Text section
━━━
Because of the Jewish New Year it’s a four-day weekend.  Richard took Em to the museum yesterday.  Today is my turn to hang out with Em, while Richard spends the day with Nic and his friend Masiah.

“I know you do love going to the Natural History Museum with Daddy,” Em said as I came over to her.

“But Em, I’m going to spend the day with you.  What do you want to do with me?”

“Emma loves Natural History Museum with Daddy.  But they wants Museum of Natural History with Mommy.  I love playing elevator game with Daddy.  Emma loves BioLife.  Emma loves…”

“Em, what do you want to do with me?  Daddy’s staying home today.  I can take you to the Natural History museum.  Is that what you want to do?”

“Go to Toys R Us with Mommy, then Natural History Museum with Daddy!”

“No Em.  It’s just you,” I pointed at her, “and me today,” I pointed to me.  “What should we do today?”

Emma whispered, “Go with Daddy!  Oh I know you want to go with Daddy.  Say bye-bye Mommy!”  Then Em made fish lips at me.  Meaning she puckered her lips together and pretended to be a fish.  This is what she does when she really, really wants us to acquiesce.

I began laughing.  “Em.  I will take you anywhere.  Anywhere you want to go.  I’ll ask Daddy to explain the elevator game so we can play it together.  Or you can show me how.”

“Go with Daddy,” Emma said very quickly and in a mischievous voice.  Then she whispered again, “Daddy, Daddy, Daddy, just Daddy!”
━━━
Stored data
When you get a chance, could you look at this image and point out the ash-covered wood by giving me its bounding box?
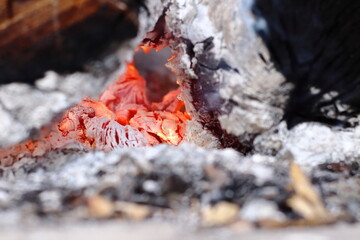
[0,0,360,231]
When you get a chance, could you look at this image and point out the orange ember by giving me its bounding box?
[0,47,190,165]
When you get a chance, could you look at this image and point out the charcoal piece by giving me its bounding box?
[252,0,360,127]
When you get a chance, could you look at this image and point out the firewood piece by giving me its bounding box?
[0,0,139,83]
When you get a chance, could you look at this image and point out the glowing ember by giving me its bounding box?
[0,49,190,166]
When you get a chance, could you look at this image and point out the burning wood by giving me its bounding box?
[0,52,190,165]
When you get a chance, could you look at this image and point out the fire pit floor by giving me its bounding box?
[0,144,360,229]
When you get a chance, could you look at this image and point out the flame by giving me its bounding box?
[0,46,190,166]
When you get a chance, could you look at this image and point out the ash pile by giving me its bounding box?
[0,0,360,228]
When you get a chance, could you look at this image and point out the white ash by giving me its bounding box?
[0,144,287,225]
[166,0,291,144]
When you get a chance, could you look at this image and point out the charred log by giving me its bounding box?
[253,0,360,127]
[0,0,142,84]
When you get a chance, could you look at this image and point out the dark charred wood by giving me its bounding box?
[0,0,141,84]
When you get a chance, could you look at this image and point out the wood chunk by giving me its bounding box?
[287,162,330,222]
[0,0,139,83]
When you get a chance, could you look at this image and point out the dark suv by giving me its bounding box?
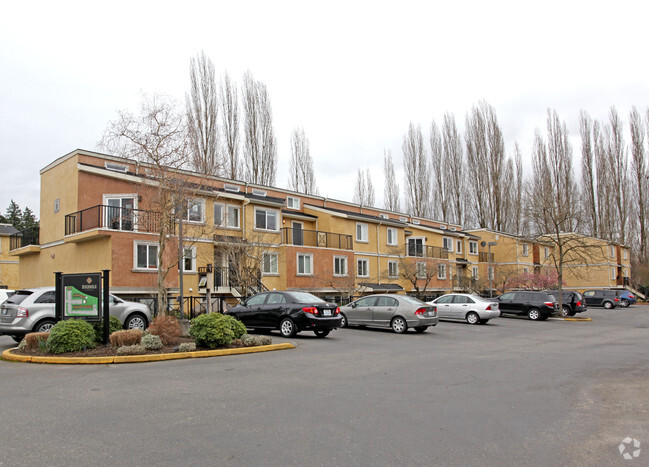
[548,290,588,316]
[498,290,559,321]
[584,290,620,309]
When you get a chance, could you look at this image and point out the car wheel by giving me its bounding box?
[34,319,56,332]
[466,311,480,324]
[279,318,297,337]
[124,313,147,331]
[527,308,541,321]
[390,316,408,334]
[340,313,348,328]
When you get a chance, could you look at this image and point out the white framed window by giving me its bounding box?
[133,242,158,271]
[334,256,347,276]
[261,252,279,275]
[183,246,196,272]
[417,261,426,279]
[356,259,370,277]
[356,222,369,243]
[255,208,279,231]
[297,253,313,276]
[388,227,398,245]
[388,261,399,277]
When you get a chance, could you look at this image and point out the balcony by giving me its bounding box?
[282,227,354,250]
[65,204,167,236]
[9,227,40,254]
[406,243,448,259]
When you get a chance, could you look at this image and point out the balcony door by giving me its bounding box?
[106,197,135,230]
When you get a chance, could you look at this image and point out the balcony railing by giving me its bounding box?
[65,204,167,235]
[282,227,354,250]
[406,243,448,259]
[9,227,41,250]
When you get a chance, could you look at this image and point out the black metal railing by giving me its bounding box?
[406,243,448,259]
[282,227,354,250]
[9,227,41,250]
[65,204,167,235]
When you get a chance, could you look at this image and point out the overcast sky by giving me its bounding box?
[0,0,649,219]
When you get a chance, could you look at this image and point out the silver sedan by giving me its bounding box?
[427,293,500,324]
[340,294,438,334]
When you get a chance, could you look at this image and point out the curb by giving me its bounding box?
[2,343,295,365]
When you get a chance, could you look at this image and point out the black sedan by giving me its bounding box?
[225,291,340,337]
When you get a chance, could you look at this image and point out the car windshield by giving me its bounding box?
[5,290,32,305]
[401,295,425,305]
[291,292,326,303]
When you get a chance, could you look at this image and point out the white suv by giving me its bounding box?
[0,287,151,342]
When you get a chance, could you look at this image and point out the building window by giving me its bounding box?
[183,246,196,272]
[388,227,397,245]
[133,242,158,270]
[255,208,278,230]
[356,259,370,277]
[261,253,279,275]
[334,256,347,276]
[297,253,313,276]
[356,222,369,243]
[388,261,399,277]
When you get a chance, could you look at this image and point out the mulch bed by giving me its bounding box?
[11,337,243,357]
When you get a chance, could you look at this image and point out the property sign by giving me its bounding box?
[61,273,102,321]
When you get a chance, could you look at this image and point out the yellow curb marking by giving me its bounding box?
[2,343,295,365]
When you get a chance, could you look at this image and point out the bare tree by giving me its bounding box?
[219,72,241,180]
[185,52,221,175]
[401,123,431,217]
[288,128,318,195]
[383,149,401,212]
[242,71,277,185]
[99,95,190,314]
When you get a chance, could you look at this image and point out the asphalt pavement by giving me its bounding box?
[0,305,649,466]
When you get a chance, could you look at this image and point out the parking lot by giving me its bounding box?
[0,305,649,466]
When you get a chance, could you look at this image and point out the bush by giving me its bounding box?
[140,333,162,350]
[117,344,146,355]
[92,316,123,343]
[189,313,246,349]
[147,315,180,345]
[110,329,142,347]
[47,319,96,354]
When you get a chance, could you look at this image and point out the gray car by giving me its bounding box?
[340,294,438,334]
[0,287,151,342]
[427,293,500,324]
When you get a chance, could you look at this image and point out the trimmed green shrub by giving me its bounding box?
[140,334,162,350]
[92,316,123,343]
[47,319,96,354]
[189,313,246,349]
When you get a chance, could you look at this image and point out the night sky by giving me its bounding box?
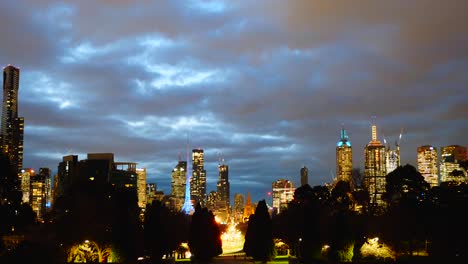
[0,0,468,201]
━━━
Short problem 1
According to the weekend story, why is it a four-day weekend?
Short problem 2
List every person the weekend story refers to by a first name.
Short problem 3
Continue the weekend story from its final sentence.

Task output 1
It is a four-day weekend because of the Jewish New Year.

Task output 2
Richard, Em (Emma), Nic, Masiah

Task output 3
So I sidled up to her and whispered back, “Emmy.  Can I take you to the Natural History Museum?  Just you and me?  Please?”

Emma grinned and nodded her head.  “Okay, okay!”

When both the children were toddlers I took them to the Natural History Museum every single day, one memorable day we even went twice.  After a few years of this, I announced to Richard, “I hope never to set foot in that museum again.”

“Uh-huh,” Richard said.

“Ever.  Seriously.”

“Yeah.  Got it,” Richard answered.

“Never.  For the rest of my life.”

“OKAY!  I hear you,” Richard said with a touch of annoyance.

So for the last few years Richard has taken Em whenever she has asked to go.  I think I’ve gone once, maybe twice in the last several years.  That I now find myself  literally begging, BEGGING Emma to take her, is just another example of Emma’s brilliant negotiating skills.

If Emma ever loses interest in being a singer, I feel confident she will find any number of career options available to her… diplomat, anyone?